* Task description *
In the thread on tf-idf, SVD and cosine similarity below, please state the rows and columns of the Lucene output.
---------- Selected text ----------
Re: tf-idf + svd + cosine similarity

Stefan Wienert Tue, 14 Jun 2011 15:11:01 -0700

Dmitriy, be aware: there was a bug in none.png... I deleted it a minute ago, see
http://the-lord.de/img/beispielwerte.pdf
for better results.


First... U or V are the singular values not the eigenvectors ;)

Lanczos-SVD in mahout is computing the eigenvectors of M*M (it
multiplies the input matrix with the transposed one)

As a fact, I don't need U, just V, so I need to transpose M (because
the eigenvectors of MM* = V).

So... normalizing the eigenvectors: Is the cosine similarity not doing
this? or ignoring the length of the vectors?
http://en.wikipedia.org/wiki/Cosine_similarity

my parameters for ssvd:
--rank 100
--oversampling 10
--blockHeight 227
--computeU false
--input
--output

the rest should be on default.

acutally I do not really know what these oversampling parameter means...

2011/6/14 Dmitriy Lyubimov <dlie...@gmail.com>:
> Interesting.
>
> (I have one confusion of mine RE: lanczos -- is it computing U
> eigenvectors or V? The doc says "eigenvectors" but doesn't say left or
> right. if it's V (right eigenvectors) this sequence should be fine).
>
> With ssvd i don't do transpose, i just do coputation of U which will
> produce document singular vectors directly.
>
> Also, i am not sure that Lanczos actually normalizes the eigenvectors,
> but SSVD does (or multiplies normalized version by square root of a
> singlular value, whichever requested). So depending on which space
> your rotate results in, cosine similarities may be different. I assume
> you used normalized (true) eigenvectors from ssvd.
>
> Also would be interesting to know what oversampling parameter you (p) you 
> used.
>
> Thanks.
> -d
>
>
> On Tue, Jun 14, 2011 at 2:04 PM, Stefan Wienert <ste...@wienert.cc> wrote:
>> So... lets check the dimensions:
>>
>> First step: Lucene Output:
>> 227 rows (=docs) and 107909 cols (=tems)
>>
>> transposed to:
>> 107909 rows and 227 cols
>>
>> reduced with svd (rank 100) to:
>> 99 rows and 227 cols
>>
>> transposed to: (actually there was a bug (with no effect on the SVD
>> result but on NONE result))
>> 227 rows and 99 cols
>>
>> So... now the cosine results are very similar to SVD 200.
>>
>> Results are added.
>>
>> @Sebastian: I will check if the bug affects my results.
---------- Extracted records ----------
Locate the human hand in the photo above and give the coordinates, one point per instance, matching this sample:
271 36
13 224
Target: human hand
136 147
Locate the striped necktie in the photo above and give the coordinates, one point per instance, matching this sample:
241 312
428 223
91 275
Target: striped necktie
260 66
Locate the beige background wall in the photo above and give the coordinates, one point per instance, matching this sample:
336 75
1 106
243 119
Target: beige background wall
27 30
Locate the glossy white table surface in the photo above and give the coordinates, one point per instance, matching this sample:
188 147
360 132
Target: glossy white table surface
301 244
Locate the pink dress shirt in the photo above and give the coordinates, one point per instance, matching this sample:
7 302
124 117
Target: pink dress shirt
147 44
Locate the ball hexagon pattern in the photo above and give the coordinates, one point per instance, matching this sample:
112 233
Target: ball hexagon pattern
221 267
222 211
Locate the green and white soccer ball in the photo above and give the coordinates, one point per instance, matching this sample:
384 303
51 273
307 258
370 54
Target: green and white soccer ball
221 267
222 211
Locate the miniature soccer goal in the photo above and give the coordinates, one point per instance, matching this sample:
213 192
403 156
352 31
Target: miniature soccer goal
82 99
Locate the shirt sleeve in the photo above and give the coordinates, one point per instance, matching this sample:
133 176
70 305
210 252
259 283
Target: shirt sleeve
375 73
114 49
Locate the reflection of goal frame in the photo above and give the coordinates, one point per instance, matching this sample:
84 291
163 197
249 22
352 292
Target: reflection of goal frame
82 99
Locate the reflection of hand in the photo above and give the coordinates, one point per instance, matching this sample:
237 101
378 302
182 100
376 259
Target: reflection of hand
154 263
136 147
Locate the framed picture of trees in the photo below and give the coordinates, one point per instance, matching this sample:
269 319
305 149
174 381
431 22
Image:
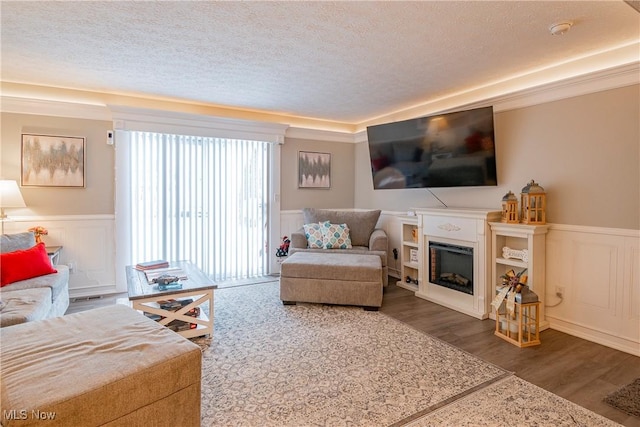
----------
* Solution for this problem *
227 rows (documents) and 107909 columns (terms).